From the line containing "rows, one line per instance." down to the line containing "white house, one line per instance." in the records below, reproduce every line exactly, ends included, and omit all others.

(Dataset records)

══════════════════════════════

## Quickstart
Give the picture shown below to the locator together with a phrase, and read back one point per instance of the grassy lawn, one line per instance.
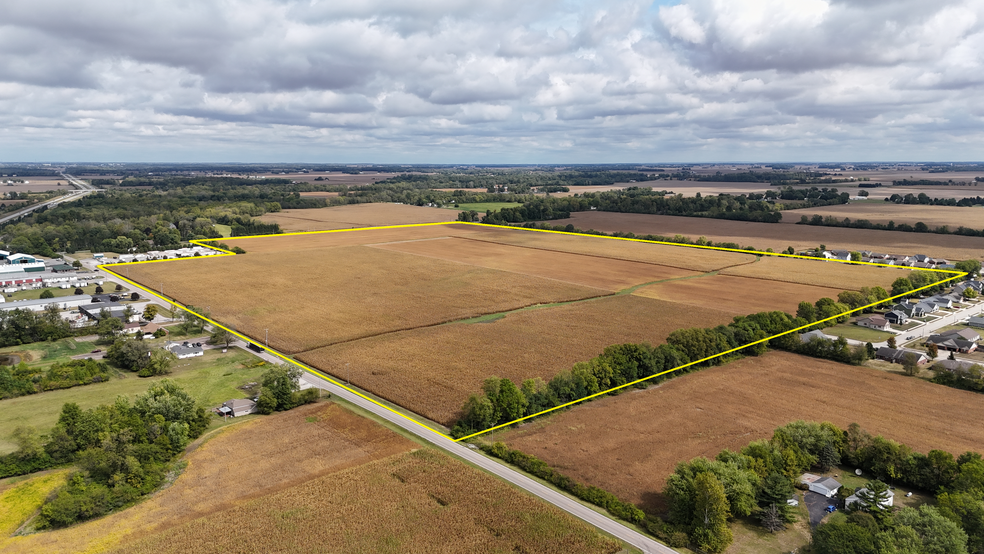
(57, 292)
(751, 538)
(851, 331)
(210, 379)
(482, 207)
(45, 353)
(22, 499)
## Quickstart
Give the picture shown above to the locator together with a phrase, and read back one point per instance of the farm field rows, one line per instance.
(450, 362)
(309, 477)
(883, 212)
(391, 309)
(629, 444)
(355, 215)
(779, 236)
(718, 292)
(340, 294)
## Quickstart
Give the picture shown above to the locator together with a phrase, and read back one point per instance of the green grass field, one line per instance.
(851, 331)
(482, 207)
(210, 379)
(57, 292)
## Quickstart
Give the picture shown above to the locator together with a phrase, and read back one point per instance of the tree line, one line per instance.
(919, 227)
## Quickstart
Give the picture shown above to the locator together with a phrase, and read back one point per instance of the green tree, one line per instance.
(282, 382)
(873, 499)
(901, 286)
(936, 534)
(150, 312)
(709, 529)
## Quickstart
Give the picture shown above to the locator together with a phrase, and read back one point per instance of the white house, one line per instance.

══════════════════════════════

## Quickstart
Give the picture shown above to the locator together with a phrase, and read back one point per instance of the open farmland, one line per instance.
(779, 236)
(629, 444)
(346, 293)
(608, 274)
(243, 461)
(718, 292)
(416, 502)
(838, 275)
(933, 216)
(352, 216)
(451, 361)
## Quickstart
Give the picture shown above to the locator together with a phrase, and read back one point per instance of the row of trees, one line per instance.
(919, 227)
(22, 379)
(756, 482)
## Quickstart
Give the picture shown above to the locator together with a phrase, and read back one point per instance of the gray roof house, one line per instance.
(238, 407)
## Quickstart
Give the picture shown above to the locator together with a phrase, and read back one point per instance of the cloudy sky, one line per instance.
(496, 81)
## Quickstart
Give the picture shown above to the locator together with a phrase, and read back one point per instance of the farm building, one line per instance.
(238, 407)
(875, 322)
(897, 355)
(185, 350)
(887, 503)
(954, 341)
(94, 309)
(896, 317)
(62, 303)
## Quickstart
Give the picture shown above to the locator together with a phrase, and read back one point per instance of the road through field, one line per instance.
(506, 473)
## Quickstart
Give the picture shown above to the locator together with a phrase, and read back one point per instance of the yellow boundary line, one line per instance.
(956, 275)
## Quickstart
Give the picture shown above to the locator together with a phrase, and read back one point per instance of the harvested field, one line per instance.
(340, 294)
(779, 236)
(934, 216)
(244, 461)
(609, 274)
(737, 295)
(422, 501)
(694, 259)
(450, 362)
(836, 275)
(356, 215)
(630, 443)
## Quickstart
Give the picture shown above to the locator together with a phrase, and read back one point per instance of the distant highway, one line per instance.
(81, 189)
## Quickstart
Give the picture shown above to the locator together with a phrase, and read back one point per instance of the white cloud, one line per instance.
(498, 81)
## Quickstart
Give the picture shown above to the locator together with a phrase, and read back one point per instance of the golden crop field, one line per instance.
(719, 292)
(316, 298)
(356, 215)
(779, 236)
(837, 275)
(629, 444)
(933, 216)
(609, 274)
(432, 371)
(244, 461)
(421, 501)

══════════════════════════════

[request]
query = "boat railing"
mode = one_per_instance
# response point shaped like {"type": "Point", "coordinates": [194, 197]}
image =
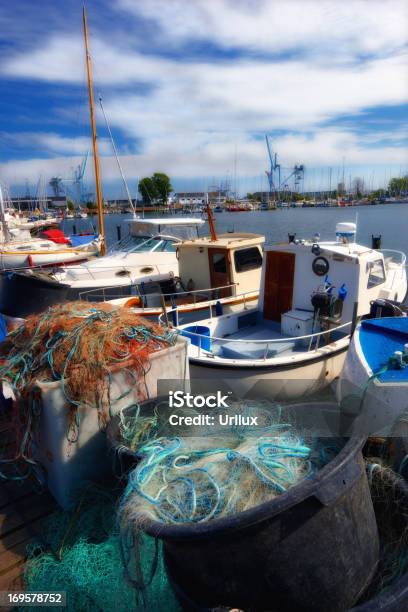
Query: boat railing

══════════════════════════════

** Answer to this task **
Give the picture shown above to the locator together with a phrase, and read back one point per instance of the farm field rows, one line per instance.
(450, 362)
(309, 477)
(883, 212)
(391, 309)
(629, 444)
(355, 215)
(779, 236)
(718, 292)
(340, 294)
## Quickstart
Give the picture shown above to the locator together with a phrase, and read back one point per instance of the green grass field, one line per instance.
(851, 331)
(482, 207)
(210, 379)
(57, 292)
## Quickstart
Give the picture shown above to the locator together with a phrase, and read back one point per instance of the tree line, one line per instance.
(919, 227)
## Quickstart
Give the picture shown above to the locator together with a phrase, and read back one point per instance of the green tree, one line per instance.
(282, 382)
(873, 499)
(901, 286)
(936, 534)
(150, 312)
(709, 529)
## Quickstart
Give the picture shown above to the locator together with a phrase, and read back one point per instance of the white house, one line per instance.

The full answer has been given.